A block of data

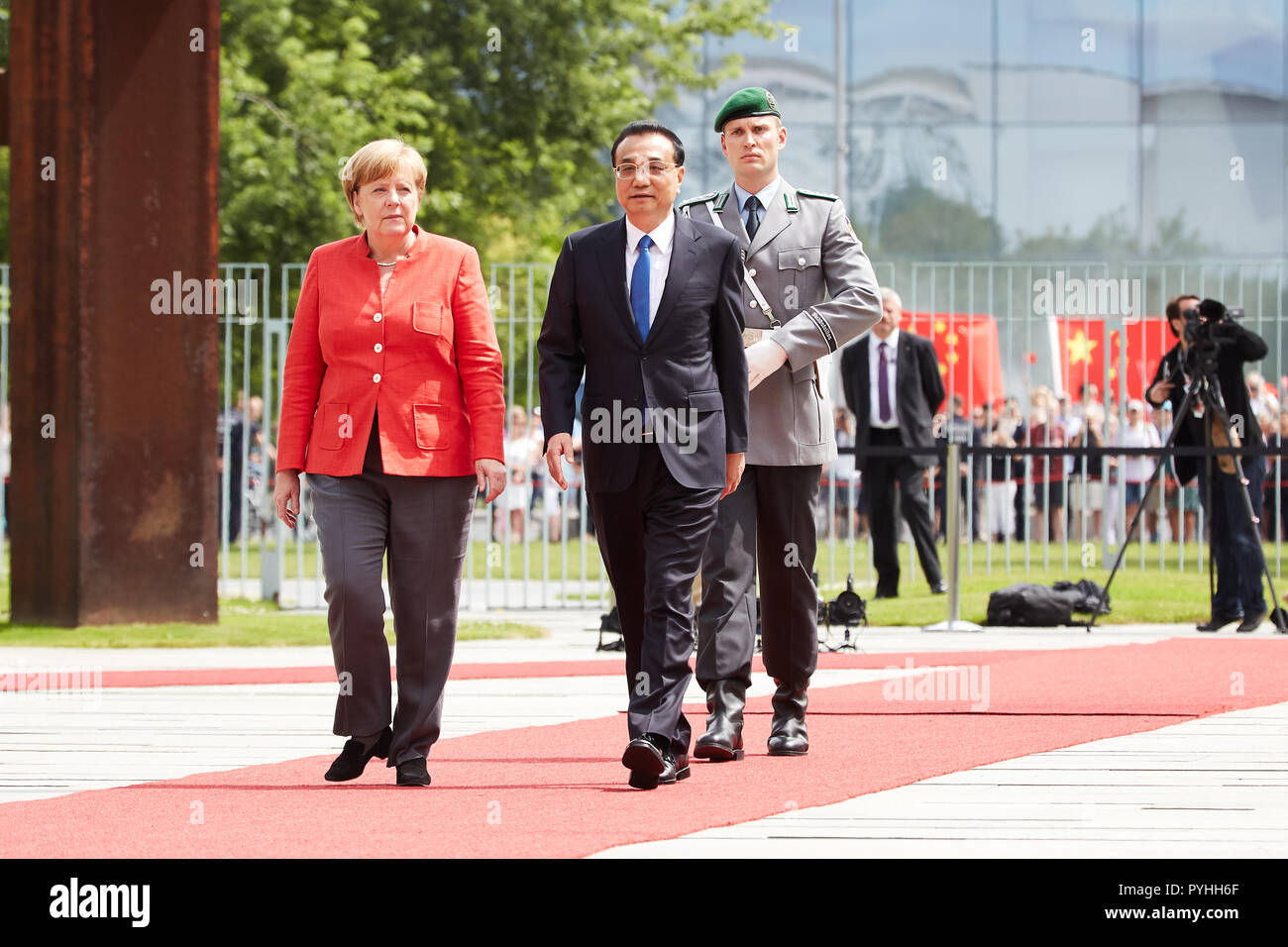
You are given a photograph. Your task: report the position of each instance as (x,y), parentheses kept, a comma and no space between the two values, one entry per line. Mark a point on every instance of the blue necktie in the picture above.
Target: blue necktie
(752,208)
(639,286)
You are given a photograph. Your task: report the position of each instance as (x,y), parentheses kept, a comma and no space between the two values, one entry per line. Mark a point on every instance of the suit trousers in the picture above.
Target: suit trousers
(771,519)
(883,478)
(424,525)
(1235,541)
(651,538)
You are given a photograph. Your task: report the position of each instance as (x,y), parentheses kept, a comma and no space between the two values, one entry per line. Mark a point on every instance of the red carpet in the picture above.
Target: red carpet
(206,677)
(561,789)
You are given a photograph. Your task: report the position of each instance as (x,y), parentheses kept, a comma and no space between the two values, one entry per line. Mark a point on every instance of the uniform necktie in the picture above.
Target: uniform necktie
(883,382)
(752,206)
(639,286)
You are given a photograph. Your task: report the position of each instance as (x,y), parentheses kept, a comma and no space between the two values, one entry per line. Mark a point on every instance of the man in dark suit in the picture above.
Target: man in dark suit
(1235,545)
(649,308)
(893,385)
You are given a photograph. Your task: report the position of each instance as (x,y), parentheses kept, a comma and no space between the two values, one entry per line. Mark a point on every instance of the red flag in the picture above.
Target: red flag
(966,347)
(1083,348)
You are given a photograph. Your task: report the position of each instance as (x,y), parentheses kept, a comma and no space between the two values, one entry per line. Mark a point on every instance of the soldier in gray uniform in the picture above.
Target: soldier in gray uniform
(809,289)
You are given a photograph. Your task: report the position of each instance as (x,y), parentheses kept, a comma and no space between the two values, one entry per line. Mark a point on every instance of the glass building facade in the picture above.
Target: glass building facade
(1022,129)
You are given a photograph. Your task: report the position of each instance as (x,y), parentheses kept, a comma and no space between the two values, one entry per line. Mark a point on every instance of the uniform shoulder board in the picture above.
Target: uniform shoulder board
(818,193)
(700,198)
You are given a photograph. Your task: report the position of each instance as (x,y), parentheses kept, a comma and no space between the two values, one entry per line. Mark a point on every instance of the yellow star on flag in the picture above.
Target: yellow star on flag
(1080,348)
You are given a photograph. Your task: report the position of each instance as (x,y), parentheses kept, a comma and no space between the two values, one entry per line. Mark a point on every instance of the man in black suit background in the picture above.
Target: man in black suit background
(649,308)
(893,385)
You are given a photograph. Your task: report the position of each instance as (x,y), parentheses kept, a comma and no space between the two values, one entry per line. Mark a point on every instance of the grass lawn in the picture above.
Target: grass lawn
(241,624)
(1149,594)
(1142,591)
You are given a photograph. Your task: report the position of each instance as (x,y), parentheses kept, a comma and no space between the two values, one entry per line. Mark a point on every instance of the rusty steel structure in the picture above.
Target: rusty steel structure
(114,129)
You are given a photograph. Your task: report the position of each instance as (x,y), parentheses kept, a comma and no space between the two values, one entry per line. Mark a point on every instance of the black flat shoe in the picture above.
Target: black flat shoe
(677,768)
(787,735)
(412,774)
(1218,622)
(353,759)
(647,758)
(1252,621)
(722,740)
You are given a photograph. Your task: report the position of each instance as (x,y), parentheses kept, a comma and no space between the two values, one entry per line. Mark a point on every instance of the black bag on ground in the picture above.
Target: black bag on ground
(1028,604)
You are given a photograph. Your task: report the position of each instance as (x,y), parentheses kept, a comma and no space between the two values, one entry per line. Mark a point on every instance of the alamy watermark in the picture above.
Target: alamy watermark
(179,296)
(1073,295)
(53,684)
(631,425)
(939,684)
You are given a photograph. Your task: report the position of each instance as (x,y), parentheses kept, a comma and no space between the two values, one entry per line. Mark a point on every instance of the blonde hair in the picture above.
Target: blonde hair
(377,159)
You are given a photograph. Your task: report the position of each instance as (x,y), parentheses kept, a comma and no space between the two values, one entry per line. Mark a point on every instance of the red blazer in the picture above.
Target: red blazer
(425,355)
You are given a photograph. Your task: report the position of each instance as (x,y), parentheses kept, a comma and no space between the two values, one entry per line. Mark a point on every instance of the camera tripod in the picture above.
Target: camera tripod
(1206,388)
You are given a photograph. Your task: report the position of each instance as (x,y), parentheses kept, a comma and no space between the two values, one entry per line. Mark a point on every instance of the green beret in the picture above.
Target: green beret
(747,102)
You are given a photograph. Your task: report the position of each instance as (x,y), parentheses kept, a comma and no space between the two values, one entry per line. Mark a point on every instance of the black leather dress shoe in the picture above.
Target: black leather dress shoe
(1252,621)
(412,772)
(722,740)
(1218,621)
(787,736)
(677,768)
(645,758)
(353,759)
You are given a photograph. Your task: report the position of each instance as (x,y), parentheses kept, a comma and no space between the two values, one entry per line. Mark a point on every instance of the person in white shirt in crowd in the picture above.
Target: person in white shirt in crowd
(519,457)
(1136,470)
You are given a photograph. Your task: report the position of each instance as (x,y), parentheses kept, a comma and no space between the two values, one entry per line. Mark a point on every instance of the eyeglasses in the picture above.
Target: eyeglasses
(656,169)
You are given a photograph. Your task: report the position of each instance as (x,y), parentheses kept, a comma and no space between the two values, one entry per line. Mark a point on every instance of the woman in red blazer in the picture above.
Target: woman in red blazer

◆ **GIVEN PROBLEM**
Copy the rows word for word, starting with the line that contains "tripod in the picture above." and ending with the last line of the rows.

◆ **EXERCISE OUTPUT**
You are given a photograph. Your task: report the position of each instance as (x,y), parentheses kept, a comma and no space between the two values, one entry per line. Mark a point on every instance of the camera tripod in the picture above.
Target: camera tripod
(1206,388)
You are given a photograph. Your task: report the position of each instance as (x,y), parentheses kept, a comma and no space between the two values, one entry per line. Mark a point on every instance of the green beret in the picture above.
Target: green beret
(747,102)
You are given a photograph. Your task: report the position of each instance as (x,y), parentheses kept, a comma and no space between the two values, one entry per line. Mark a point on every instance of the black leather dress shoe in the picture above.
Target: black leather dress shoe
(1252,621)
(412,772)
(722,740)
(1218,621)
(787,736)
(677,768)
(645,758)
(353,759)
You are given a photograph. Your task: report the position of each instance as (x,y), parentheses kept, a comma and no space between the two values, one entry per line. Mark a point on every instance of the person in white shirt in crowd in the picture above.
Target: person in white shirt in crowd
(519,457)
(1136,470)
You are given a photograph. Your task: report the position of each instance as (x,y), parentheses kept, a comma and no space between the two values, one entry per line. Mark a point on every instance of the eyeglasses in the picture above.
Target: eyeglasses
(656,169)
You are given a photograph. Your task: report the position of each instance as (x,y), parentheses kept, a comma and no space between the two values, one entry per line. Mark a point on every instance of the woman in red blazer in the picture above.
Target: woman in red blazer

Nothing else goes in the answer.